Exercise instructions:
Produce a faithful copy of the data, one that leaves out the pictures.

***

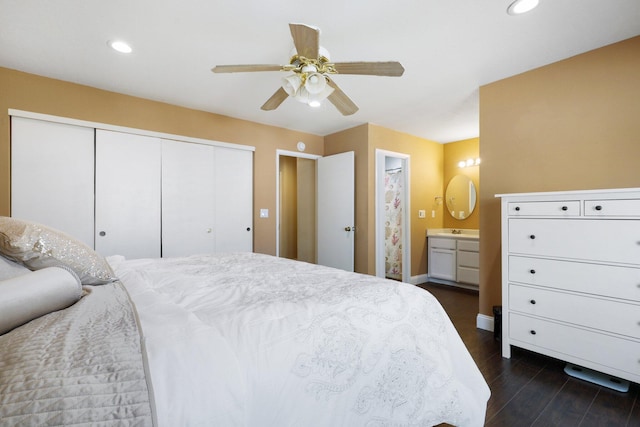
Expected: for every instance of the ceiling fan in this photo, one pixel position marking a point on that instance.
(311, 69)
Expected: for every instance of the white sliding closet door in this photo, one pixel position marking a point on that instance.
(52, 175)
(234, 200)
(128, 172)
(188, 199)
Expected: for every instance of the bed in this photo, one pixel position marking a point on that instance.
(230, 339)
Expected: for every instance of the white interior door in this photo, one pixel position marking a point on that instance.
(52, 175)
(188, 198)
(128, 183)
(234, 200)
(336, 210)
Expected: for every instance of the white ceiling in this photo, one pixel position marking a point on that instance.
(448, 48)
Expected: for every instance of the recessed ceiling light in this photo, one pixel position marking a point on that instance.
(521, 6)
(120, 46)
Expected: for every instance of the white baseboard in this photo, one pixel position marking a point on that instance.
(484, 322)
(421, 278)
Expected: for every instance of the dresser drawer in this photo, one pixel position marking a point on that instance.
(616, 241)
(550, 208)
(606, 315)
(469, 245)
(581, 344)
(618, 207)
(596, 279)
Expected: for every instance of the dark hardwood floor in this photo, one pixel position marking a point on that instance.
(530, 389)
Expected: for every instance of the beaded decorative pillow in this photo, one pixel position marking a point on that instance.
(37, 246)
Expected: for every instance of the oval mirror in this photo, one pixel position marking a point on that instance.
(460, 197)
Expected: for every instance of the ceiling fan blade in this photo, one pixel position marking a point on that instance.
(390, 68)
(306, 40)
(245, 68)
(340, 100)
(276, 99)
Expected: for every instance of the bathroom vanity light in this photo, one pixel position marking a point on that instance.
(469, 162)
(519, 7)
(120, 46)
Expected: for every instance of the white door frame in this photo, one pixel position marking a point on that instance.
(379, 213)
(288, 154)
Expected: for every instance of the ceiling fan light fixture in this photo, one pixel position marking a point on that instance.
(519, 7)
(291, 84)
(315, 83)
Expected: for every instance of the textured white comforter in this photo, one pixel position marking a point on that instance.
(253, 340)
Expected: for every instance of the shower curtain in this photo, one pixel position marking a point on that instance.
(393, 224)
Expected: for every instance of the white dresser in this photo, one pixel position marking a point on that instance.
(571, 277)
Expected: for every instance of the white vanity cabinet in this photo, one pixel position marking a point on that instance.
(442, 258)
(454, 259)
(571, 277)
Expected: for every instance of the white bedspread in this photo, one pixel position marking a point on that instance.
(253, 340)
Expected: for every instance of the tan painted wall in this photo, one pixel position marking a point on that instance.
(454, 152)
(29, 92)
(571, 125)
(425, 184)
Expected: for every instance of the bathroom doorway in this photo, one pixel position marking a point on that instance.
(393, 228)
(296, 209)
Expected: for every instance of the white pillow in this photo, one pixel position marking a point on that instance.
(35, 294)
(10, 269)
(37, 246)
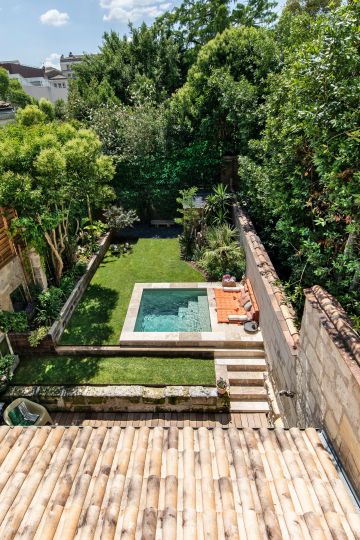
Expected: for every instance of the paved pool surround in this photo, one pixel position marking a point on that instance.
(220, 333)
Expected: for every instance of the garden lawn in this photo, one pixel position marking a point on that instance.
(100, 316)
(59, 370)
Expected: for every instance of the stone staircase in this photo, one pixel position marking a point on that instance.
(245, 370)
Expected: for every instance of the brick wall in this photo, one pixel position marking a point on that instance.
(281, 337)
(321, 364)
(329, 376)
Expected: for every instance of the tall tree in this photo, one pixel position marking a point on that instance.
(51, 174)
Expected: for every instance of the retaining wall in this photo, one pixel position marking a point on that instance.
(320, 365)
(122, 398)
(277, 318)
(329, 376)
(20, 342)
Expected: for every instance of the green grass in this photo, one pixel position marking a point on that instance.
(99, 317)
(59, 370)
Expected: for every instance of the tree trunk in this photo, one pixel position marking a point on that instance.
(59, 265)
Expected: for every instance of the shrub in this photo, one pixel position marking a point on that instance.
(49, 305)
(37, 335)
(222, 254)
(6, 364)
(13, 322)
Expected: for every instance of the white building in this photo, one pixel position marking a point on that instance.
(67, 63)
(39, 83)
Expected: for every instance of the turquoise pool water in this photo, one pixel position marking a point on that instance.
(173, 310)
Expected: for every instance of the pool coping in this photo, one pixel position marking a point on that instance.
(220, 333)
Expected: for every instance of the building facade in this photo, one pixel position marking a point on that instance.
(67, 63)
(39, 83)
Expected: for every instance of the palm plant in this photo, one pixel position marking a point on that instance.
(222, 254)
(217, 208)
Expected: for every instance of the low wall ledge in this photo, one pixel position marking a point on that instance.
(337, 324)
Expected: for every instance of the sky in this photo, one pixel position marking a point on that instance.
(37, 32)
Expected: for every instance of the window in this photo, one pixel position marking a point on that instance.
(18, 299)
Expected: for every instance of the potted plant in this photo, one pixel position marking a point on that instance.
(222, 386)
(7, 366)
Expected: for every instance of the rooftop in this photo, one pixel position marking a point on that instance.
(169, 483)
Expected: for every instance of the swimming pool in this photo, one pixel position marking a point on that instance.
(173, 310)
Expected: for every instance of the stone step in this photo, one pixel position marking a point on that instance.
(246, 378)
(249, 406)
(245, 352)
(239, 393)
(243, 364)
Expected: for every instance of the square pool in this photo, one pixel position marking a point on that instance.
(173, 310)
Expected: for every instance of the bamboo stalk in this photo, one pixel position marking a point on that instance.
(18, 475)
(51, 518)
(292, 519)
(312, 519)
(70, 516)
(33, 470)
(112, 504)
(207, 485)
(135, 485)
(268, 510)
(244, 487)
(153, 486)
(91, 512)
(171, 485)
(336, 483)
(15, 446)
(39, 503)
(226, 492)
(189, 493)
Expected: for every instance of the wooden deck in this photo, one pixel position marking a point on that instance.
(180, 420)
(156, 483)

***

Response to the exercise:
Expected: for every instance of the ceiling fan in this photo, one pixel position marking a point on that instance.
(311, 69)
Expected: for every instance of the white sliding closet door in this photo, one pixel position marking a point on that instance.
(52, 175)
(234, 200)
(128, 172)
(188, 199)
Expected: for every instance of the bed in this photo, one pixel position marking a point on that instance.
(230, 339)
Expected: for every instance of the white interior door in this photo, one pixel position marking a point on that instance.
(52, 175)
(188, 198)
(128, 183)
(234, 200)
(336, 210)
Expected: for every instance of the white ceiling in this photo, one pixel position marking a point on that instance.
(448, 48)
Expected: for every instance of the recessed ceiling light in this photo, one pixel position marking a point on that instance.
(521, 6)
(120, 46)
Expected: for every instance of the white baseboard in this photo, one pixel position marking a point on that instance.
(484, 322)
(421, 278)
Expected: for every instance of the dresser drawer in this photo, one pixel position marking a point on that instance.
(616, 241)
(550, 208)
(606, 315)
(469, 245)
(581, 344)
(618, 207)
(596, 279)
Expected: for every instance of the dark hardwood floor in this photo, one pixel position marking a point on that instance.
(530, 389)
Expected: for every instance of the beaded decorative pillow in this photo, one pixel position marking a point on that instance.
(37, 246)
Expected: for every instance of the oval mirror in this photo, one pixel position marking a point on that instance.
(460, 197)
Expected: for every instance of the ceiling fan blade in this photo, one pixel position marking a point on that instance.
(390, 68)
(306, 40)
(245, 68)
(340, 100)
(276, 99)
Expected: for every instance of the bathroom vanity light in this photo, one pixel position marking a point on that instance.
(469, 162)
(519, 7)
(120, 46)
Expected: for every instance of the white door frame in this photo, one pixel position marking a point on that instance.
(379, 213)
(288, 154)
Expected: for every instance of the ceiling fan light fixture in this photo, one pixel position marking a point on that instance.
(519, 7)
(291, 84)
(315, 83)
Expected: for every instance of the textured white comforter in this photo, one pixel position marking a point on that instance.
(253, 340)
Expected: for every instance of the shower curtain in this photo, one pixel position marking a point on that instance.
(393, 224)
Expected: for every instance of the white dresser in this photo, one pixel position marking a point on that instance.
(571, 277)
Expected: for every instance of the white vanity cabinet in this photo, one pixel position marking a point on that instance.
(442, 258)
(454, 259)
(571, 277)
Expected: for every instance of the white bedspread in this photo, one pixel position marking a point on that instance.
(253, 340)
Expected: for every instance of the tan painted wall in this photo, one pixel position marking a point on that instance.
(454, 152)
(29, 92)
(571, 125)
(425, 184)
Expected: for every instance of the bathroom doorway in this photo, one pixel position marking a point on that instance.
(393, 228)
(296, 209)
Expected: for every instance of the white pillow in this photo, one pixel position marking a point on that instance.
(35, 294)
(10, 269)
(37, 246)
Expected: for every instance of the paved pool surround in this photo, one pixel position marking a point on that instance.
(220, 333)
Expected: for every instance of the garden lawn in this photo, one pixel position marking a point on that instance.
(100, 316)
(59, 370)
Expected: for every instance of the stone staircase in this photo, one pixel position marking a point on that instance.
(245, 370)
Expected: for every instance of the brick wall in this photo, one pixel position marking a point on that instance.
(281, 337)
(321, 364)
(329, 376)
Expected: for every instance of the tall tree in this photo, one pixel position marking a point on that instance.
(51, 174)
Expected: for every instance of the retaining wall in this photo, one pixel position marking a point on that instance.
(320, 365)
(122, 398)
(277, 318)
(329, 376)
(20, 342)
Expected: for every instance of the green grass in this photo, one pixel position marking a point on that instance.
(99, 317)
(59, 370)
Expected: for every instance of the tree trunk in this photo, one pixel position marking a point on that instance.
(59, 265)
Expected: for every instance of the shrub in this photo, one pixel position marking a point on that instance.
(49, 305)
(37, 335)
(222, 254)
(6, 364)
(13, 322)
Expected: for every instance of the white building in this photo, one pixel position marking a point on that instance.
(67, 63)
(39, 83)
Expected: for every instance of the turquoise pool water in this photo, one pixel position marking a point on that instance.
(173, 310)
Expected: for every instance of the pool coping in this photo, one pixel position marking a point on that instance.
(220, 333)
Expected: for every instance of the building facade in this photo, one pixel position marking a point on that instance.
(67, 63)
(39, 83)
Expected: for every instance of the palm plant in this photo, one pixel position marking a point on that instance.
(222, 254)
(217, 208)
Expected: for every instance of the low wall ledge in this photo, one pixel position marking a point on that instance.
(337, 324)
Expected: for every instance of the sky in this photo, one pixel position marking a point on that instance.
(37, 32)
Expected: for every instance of the window in this photo, one pixel position marking a point on that instance.
(18, 299)
Expected: for every instance of the potted plant in this photo, one pixel position marking a point on that instance.
(222, 386)
(7, 366)
Expected: for every instance of the rooftop in this photo, one pixel position marking a point on that instance.
(169, 483)
Expected: for every instance of the swimming pool in this photo, one pixel position marking a point on that instance.
(173, 310)
Expected: for every instance of the stone step in this photo, one pixel position marking a point on that instance.
(246, 378)
(249, 406)
(245, 352)
(239, 393)
(243, 364)
Expected: for every instance of the square pool in this photo, one pixel position marking a point on that instance.
(173, 310)
Expected: for every instance of the bamboo stalk in this photo, one pixel position marking a point on that instance.
(18, 475)
(51, 518)
(292, 519)
(312, 519)
(70, 516)
(33, 470)
(112, 504)
(207, 485)
(135, 485)
(268, 510)
(244, 487)
(153, 486)
(91, 512)
(171, 485)
(336, 483)
(15, 446)
(39, 503)
(226, 492)
(189, 493)
Expected: for every instance of the wooden deck in this photo, one pixel position marking a point on that instance.
(180, 420)
(156, 483)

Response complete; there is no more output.